▸ TASK OBJECTIVE: Pull out each line of the listing below that contains the word "concrete".

■ ■ ■ ■ ■ ■ ■

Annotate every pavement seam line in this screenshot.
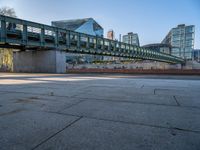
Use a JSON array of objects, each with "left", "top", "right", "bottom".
[
  {"left": 173, "top": 95, "right": 181, "bottom": 106},
  {"left": 50, "top": 112, "right": 200, "bottom": 134},
  {"left": 31, "top": 116, "right": 83, "bottom": 150},
  {"left": 58, "top": 100, "right": 86, "bottom": 112}
]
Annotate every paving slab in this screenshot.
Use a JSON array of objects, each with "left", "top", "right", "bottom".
[
  {"left": 0, "top": 73, "right": 200, "bottom": 150},
  {"left": 0, "top": 109, "right": 77, "bottom": 150},
  {"left": 0, "top": 93, "right": 83, "bottom": 113},
  {"left": 36, "top": 118, "right": 200, "bottom": 150},
  {"left": 62, "top": 100, "right": 200, "bottom": 133}
]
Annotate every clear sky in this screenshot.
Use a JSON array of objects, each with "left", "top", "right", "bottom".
[{"left": 0, "top": 0, "right": 200, "bottom": 49}]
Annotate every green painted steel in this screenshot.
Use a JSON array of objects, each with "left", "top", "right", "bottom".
[{"left": 0, "top": 15, "right": 184, "bottom": 64}]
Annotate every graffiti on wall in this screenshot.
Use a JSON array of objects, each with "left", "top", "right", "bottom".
[{"left": 0, "top": 48, "right": 13, "bottom": 72}]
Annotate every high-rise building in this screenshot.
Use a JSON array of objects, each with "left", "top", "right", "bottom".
[
  {"left": 192, "top": 49, "right": 200, "bottom": 62},
  {"left": 123, "top": 32, "right": 140, "bottom": 46},
  {"left": 162, "top": 24, "right": 195, "bottom": 59},
  {"left": 107, "top": 30, "right": 115, "bottom": 40},
  {"left": 142, "top": 43, "right": 171, "bottom": 54}
]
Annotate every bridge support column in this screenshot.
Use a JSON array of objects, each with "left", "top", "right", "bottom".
[{"left": 13, "top": 50, "right": 66, "bottom": 73}]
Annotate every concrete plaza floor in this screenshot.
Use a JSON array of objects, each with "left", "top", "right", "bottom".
[{"left": 0, "top": 73, "right": 200, "bottom": 150}]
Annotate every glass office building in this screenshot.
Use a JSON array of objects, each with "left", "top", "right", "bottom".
[
  {"left": 162, "top": 24, "right": 195, "bottom": 59},
  {"left": 123, "top": 32, "right": 140, "bottom": 46}
]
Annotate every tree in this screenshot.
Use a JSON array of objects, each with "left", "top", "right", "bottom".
[{"left": 0, "top": 7, "right": 17, "bottom": 18}]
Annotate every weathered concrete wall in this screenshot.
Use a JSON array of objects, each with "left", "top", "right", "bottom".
[
  {"left": 67, "top": 62, "right": 181, "bottom": 70},
  {"left": 0, "top": 48, "right": 13, "bottom": 72},
  {"left": 13, "top": 50, "right": 66, "bottom": 73}
]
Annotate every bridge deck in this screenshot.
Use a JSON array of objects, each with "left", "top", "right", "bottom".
[{"left": 0, "top": 15, "right": 184, "bottom": 63}]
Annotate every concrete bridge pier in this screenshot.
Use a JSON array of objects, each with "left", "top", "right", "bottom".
[{"left": 0, "top": 49, "right": 66, "bottom": 73}]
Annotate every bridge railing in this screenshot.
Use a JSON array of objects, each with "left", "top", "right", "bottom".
[{"left": 0, "top": 15, "right": 184, "bottom": 63}]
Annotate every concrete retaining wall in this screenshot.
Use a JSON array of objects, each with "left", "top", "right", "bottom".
[{"left": 13, "top": 50, "right": 66, "bottom": 73}]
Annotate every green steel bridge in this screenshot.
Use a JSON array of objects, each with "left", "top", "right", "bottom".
[{"left": 0, "top": 15, "right": 184, "bottom": 64}]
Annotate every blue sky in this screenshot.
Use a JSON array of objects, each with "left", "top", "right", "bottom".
[{"left": 0, "top": 0, "right": 200, "bottom": 49}]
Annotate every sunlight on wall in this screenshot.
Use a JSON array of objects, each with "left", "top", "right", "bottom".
[{"left": 0, "top": 48, "right": 13, "bottom": 72}]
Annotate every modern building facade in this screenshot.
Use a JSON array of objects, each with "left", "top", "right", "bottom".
[
  {"left": 162, "top": 24, "right": 195, "bottom": 59},
  {"left": 122, "top": 32, "right": 140, "bottom": 46},
  {"left": 142, "top": 43, "right": 171, "bottom": 54},
  {"left": 192, "top": 49, "right": 200, "bottom": 62},
  {"left": 107, "top": 30, "right": 115, "bottom": 40},
  {"left": 52, "top": 18, "right": 104, "bottom": 63}
]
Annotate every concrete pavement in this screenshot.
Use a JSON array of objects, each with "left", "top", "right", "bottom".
[{"left": 0, "top": 73, "right": 200, "bottom": 150}]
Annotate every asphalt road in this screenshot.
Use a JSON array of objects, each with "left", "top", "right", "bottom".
[{"left": 0, "top": 73, "right": 200, "bottom": 150}]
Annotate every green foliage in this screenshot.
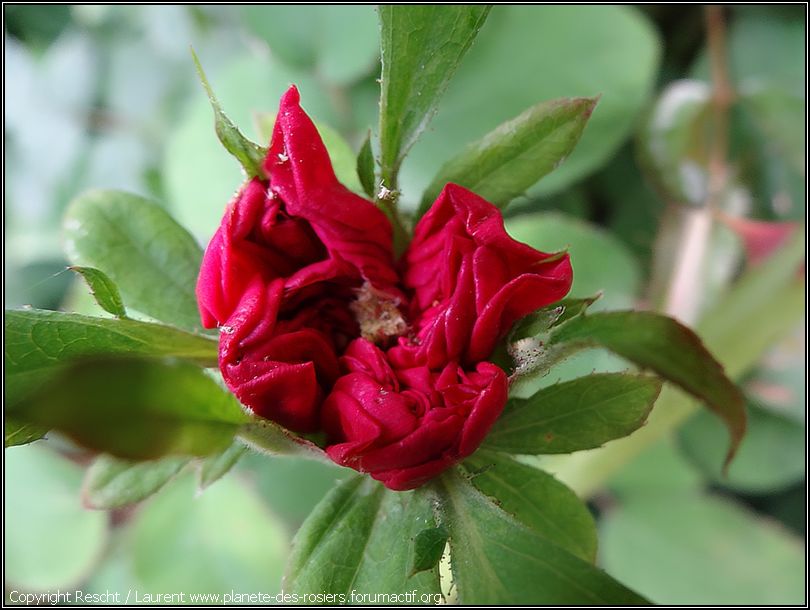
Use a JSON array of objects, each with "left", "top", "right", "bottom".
[
  {"left": 378, "top": 5, "right": 490, "bottom": 188},
  {"left": 11, "top": 358, "right": 248, "bottom": 460},
  {"left": 82, "top": 455, "right": 189, "bottom": 510},
  {"left": 600, "top": 493, "right": 805, "bottom": 605},
  {"left": 420, "top": 98, "right": 597, "bottom": 213},
  {"left": 484, "top": 373, "right": 661, "bottom": 454},
  {"left": 284, "top": 476, "right": 439, "bottom": 603},
  {"left": 64, "top": 191, "right": 207, "bottom": 331},
  {"left": 5, "top": 6, "right": 806, "bottom": 604},
  {"left": 440, "top": 474, "right": 647, "bottom": 605},
  {"left": 400, "top": 6, "right": 660, "bottom": 202},
  {"left": 123, "top": 476, "right": 289, "bottom": 603},
  {"left": 241, "top": 5, "right": 379, "bottom": 85},
  {"left": 199, "top": 441, "right": 249, "bottom": 490},
  {"left": 678, "top": 402, "right": 806, "bottom": 494},
  {"left": 3, "top": 444, "right": 107, "bottom": 591},
  {"left": 191, "top": 50, "right": 267, "bottom": 178},
  {"left": 462, "top": 449, "right": 597, "bottom": 563},
  {"left": 549, "top": 312, "right": 745, "bottom": 467},
  {"left": 357, "top": 131, "right": 375, "bottom": 197},
  {"left": 506, "top": 212, "right": 642, "bottom": 309},
  {"left": 70, "top": 267, "right": 127, "bottom": 318},
  {"left": 4, "top": 309, "right": 217, "bottom": 406}
]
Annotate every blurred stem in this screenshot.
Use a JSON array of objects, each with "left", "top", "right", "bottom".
[
  {"left": 651, "top": 6, "right": 734, "bottom": 324},
  {"left": 542, "top": 7, "right": 805, "bottom": 496}
]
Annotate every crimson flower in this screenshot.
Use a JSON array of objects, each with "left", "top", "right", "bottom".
[{"left": 197, "top": 87, "right": 572, "bottom": 490}]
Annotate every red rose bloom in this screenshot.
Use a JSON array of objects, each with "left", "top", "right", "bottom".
[
  {"left": 197, "top": 87, "right": 398, "bottom": 432},
  {"left": 324, "top": 184, "right": 572, "bottom": 490},
  {"left": 197, "top": 87, "right": 572, "bottom": 490},
  {"left": 323, "top": 339, "right": 507, "bottom": 491}
]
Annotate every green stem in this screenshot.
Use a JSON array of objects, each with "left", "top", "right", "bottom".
[{"left": 542, "top": 229, "right": 805, "bottom": 497}]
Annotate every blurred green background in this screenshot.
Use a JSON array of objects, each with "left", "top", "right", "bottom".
[{"left": 4, "top": 5, "right": 806, "bottom": 604}]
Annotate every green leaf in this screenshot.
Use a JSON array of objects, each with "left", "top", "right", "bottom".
[
  {"left": 4, "top": 309, "right": 217, "bottom": 406},
  {"left": 199, "top": 442, "right": 249, "bottom": 490},
  {"left": 608, "top": 438, "right": 704, "bottom": 500},
  {"left": 599, "top": 493, "right": 806, "bottom": 606},
  {"left": 357, "top": 130, "right": 375, "bottom": 198},
  {"left": 164, "top": 54, "right": 340, "bottom": 239},
  {"left": 484, "top": 373, "right": 661, "bottom": 455},
  {"left": 678, "top": 402, "right": 806, "bottom": 495},
  {"left": 239, "top": 417, "right": 331, "bottom": 463},
  {"left": 68, "top": 266, "right": 127, "bottom": 318},
  {"left": 129, "top": 473, "right": 290, "bottom": 592},
  {"left": 377, "top": 5, "right": 490, "bottom": 183},
  {"left": 550, "top": 311, "right": 745, "bottom": 467},
  {"left": 64, "top": 190, "right": 207, "bottom": 330},
  {"left": 241, "top": 5, "right": 379, "bottom": 85},
  {"left": 3, "top": 443, "right": 107, "bottom": 591},
  {"left": 505, "top": 212, "right": 641, "bottom": 309},
  {"left": 3, "top": 417, "right": 48, "bottom": 447},
  {"left": 700, "top": 226, "right": 806, "bottom": 377},
  {"left": 638, "top": 79, "right": 714, "bottom": 206},
  {"left": 420, "top": 98, "right": 597, "bottom": 213},
  {"left": 462, "top": 450, "right": 597, "bottom": 563},
  {"left": 243, "top": 452, "right": 354, "bottom": 531},
  {"left": 284, "top": 476, "right": 439, "bottom": 604},
  {"left": 11, "top": 359, "right": 249, "bottom": 460},
  {"left": 408, "top": 525, "right": 450, "bottom": 574},
  {"left": 400, "top": 5, "right": 662, "bottom": 202},
  {"left": 440, "top": 473, "right": 647, "bottom": 606},
  {"left": 82, "top": 455, "right": 189, "bottom": 510},
  {"left": 191, "top": 49, "right": 267, "bottom": 178}
]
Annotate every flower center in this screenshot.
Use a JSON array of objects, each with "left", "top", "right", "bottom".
[{"left": 349, "top": 282, "right": 408, "bottom": 345}]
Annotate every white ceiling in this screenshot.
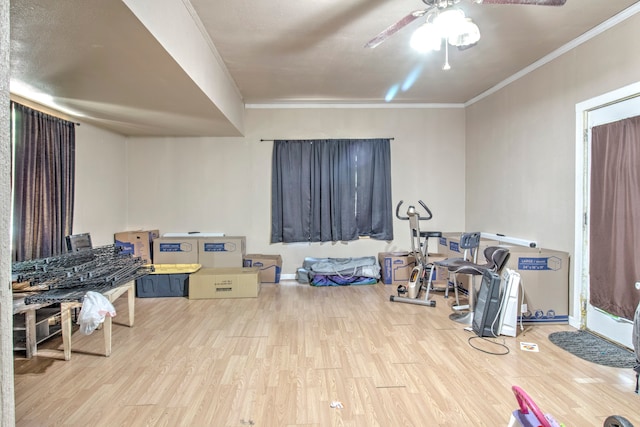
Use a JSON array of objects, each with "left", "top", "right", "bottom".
[{"left": 10, "top": 0, "right": 639, "bottom": 136}]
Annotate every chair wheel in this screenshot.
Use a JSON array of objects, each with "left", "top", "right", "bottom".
[{"left": 602, "top": 415, "right": 633, "bottom": 427}]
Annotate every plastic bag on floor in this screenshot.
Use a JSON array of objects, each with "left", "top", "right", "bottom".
[{"left": 78, "top": 291, "right": 116, "bottom": 335}]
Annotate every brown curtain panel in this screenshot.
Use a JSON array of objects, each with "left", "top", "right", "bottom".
[
  {"left": 11, "top": 102, "right": 75, "bottom": 262},
  {"left": 589, "top": 116, "right": 640, "bottom": 320}
]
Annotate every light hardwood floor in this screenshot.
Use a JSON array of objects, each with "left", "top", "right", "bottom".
[{"left": 15, "top": 281, "right": 640, "bottom": 427}]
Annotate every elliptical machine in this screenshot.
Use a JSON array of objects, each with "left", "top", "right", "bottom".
[{"left": 389, "top": 200, "right": 442, "bottom": 307}]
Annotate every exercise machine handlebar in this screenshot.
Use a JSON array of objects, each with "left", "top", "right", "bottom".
[{"left": 396, "top": 200, "right": 433, "bottom": 221}]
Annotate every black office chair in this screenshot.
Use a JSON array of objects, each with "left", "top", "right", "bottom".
[
  {"left": 449, "top": 246, "right": 509, "bottom": 323},
  {"left": 66, "top": 233, "right": 93, "bottom": 252},
  {"left": 427, "top": 232, "right": 480, "bottom": 305}
]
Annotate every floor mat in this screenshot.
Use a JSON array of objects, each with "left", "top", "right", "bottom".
[{"left": 549, "top": 331, "right": 636, "bottom": 368}]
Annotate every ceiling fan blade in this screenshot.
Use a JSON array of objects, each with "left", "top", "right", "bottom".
[
  {"left": 364, "top": 8, "right": 431, "bottom": 49},
  {"left": 476, "top": 0, "right": 567, "bottom": 6}
]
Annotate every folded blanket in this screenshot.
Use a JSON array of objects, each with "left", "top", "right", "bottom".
[{"left": 310, "top": 256, "right": 380, "bottom": 280}]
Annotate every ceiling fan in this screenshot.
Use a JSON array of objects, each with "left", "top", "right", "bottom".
[{"left": 365, "top": 0, "right": 566, "bottom": 51}]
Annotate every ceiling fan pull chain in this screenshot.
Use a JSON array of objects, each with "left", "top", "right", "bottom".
[{"left": 442, "top": 40, "right": 451, "bottom": 70}]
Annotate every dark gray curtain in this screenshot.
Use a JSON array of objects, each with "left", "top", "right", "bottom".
[
  {"left": 271, "top": 139, "right": 393, "bottom": 243},
  {"left": 11, "top": 102, "right": 75, "bottom": 262},
  {"left": 589, "top": 116, "right": 640, "bottom": 320}
]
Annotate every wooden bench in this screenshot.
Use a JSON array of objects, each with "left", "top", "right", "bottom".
[{"left": 60, "top": 281, "right": 136, "bottom": 360}]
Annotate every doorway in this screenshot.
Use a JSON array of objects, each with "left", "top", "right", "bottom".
[{"left": 570, "top": 83, "right": 640, "bottom": 348}]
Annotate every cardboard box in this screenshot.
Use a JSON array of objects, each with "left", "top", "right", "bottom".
[
  {"left": 198, "top": 236, "right": 247, "bottom": 268},
  {"left": 153, "top": 237, "right": 199, "bottom": 264},
  {"left": 113, "top": 230, "right": 160, "bottom": 264},
  {"left": 501, "top": 245, "right": 570, "bottom": 324},
  {"left": 243, "top": 254, "right": 282, "bottom": 283},
  {"left": 378, "top": 252, "right": 416, "bottom": 286},
  {"left": 189, "top": 267, "right": 260, "bottom": 299}
]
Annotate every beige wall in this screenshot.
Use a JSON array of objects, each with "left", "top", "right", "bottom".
[
  {"left": 466, "top": 15, "right": 640, "bottom": 319},
  {"left": 73, "top": 124, "right": 128, "bottom": 246},
  {"left": 466, "top": 15, "right": 640, "bottom": 252},
  {"left": 70, "top": 16, "right": 640, "bottom": 280},
  {"left": 127, "top": 108, "right": 465, "bottom": 274}
]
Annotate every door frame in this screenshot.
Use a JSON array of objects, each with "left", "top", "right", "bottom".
[{"left": 569, "top": 82, "right": 640, "bottom": 340}]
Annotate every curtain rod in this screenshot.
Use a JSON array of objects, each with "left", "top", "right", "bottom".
[{"left": 260, "top": 137, "right": 395, "bottom": 142}]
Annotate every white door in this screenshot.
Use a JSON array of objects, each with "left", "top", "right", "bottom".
[{"left": 583, "top": 94, "right": 640, "bottom": 348}]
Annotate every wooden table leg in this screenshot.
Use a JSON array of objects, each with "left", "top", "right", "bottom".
[
  {"left": 102, "top": 316, "right": 112, "bottom": 357},
  {"left": 60, "top": 302, "right": 77, "bottom": 360},
  {"left": 24, "top": 310, "right": 37, "bottom": 359},
  {"left": 127, "top": 282, "right": 136, "bottom": 327}
]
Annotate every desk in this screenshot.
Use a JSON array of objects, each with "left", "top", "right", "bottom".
[{"left": 60, "top": 280, "right": 136, "bottom": 360}]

■ ■ ■ ■ ■ ■ ■

▸ OUTPUT BELOW:
Annotate every concrete plaza floor in this screenshot.
Annotate every weathered concrete wall in this screenshot.
Annotate every concrete bridge pier in this screenshot.
Annotate every concrete retaining wall in this screenshot.
Annotate every concrete pavement in this screenshot.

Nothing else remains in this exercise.